Natural-language object grounding data
____

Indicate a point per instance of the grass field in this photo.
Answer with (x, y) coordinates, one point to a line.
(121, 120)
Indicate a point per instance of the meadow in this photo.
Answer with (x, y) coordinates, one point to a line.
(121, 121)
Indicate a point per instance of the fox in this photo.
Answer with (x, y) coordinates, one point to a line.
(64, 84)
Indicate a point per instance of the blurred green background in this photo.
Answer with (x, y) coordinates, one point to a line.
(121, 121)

____

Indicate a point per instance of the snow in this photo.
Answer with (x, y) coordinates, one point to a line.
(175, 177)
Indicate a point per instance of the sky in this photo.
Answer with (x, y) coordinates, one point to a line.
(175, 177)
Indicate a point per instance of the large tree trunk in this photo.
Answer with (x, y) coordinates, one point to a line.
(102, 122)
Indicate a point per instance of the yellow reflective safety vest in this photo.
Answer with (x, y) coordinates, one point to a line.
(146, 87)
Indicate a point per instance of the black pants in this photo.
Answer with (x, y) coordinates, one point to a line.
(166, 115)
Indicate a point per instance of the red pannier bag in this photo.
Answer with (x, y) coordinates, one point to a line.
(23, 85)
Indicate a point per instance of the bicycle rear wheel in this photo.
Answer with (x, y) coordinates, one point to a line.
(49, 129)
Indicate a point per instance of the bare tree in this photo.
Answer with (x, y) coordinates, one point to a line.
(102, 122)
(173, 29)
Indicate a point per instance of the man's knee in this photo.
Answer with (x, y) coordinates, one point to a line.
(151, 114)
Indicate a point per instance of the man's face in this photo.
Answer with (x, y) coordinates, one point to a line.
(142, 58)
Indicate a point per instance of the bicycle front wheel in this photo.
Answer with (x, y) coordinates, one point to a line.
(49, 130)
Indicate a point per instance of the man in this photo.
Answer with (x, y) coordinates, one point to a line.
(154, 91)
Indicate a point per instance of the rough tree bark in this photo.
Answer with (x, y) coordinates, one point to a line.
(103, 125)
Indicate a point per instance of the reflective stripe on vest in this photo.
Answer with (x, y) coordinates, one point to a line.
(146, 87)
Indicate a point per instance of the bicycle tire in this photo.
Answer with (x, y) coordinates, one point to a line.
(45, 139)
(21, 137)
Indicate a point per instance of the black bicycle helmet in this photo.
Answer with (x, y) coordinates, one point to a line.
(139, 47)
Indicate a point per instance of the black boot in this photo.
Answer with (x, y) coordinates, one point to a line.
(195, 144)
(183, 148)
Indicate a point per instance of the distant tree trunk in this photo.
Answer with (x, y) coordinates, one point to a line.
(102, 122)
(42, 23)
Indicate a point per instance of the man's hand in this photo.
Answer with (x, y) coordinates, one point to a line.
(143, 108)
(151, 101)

____

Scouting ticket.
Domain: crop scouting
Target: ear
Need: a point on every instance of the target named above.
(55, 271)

____

# What you will do
Report every line of the records that contains the word "black".

# Finished exercise
Indicate a point per instance of the black pants in this photo.
Indicate a point per instance of the black bicycle helmet in this photo.
Indicate a point per instance of the black boot in this photo.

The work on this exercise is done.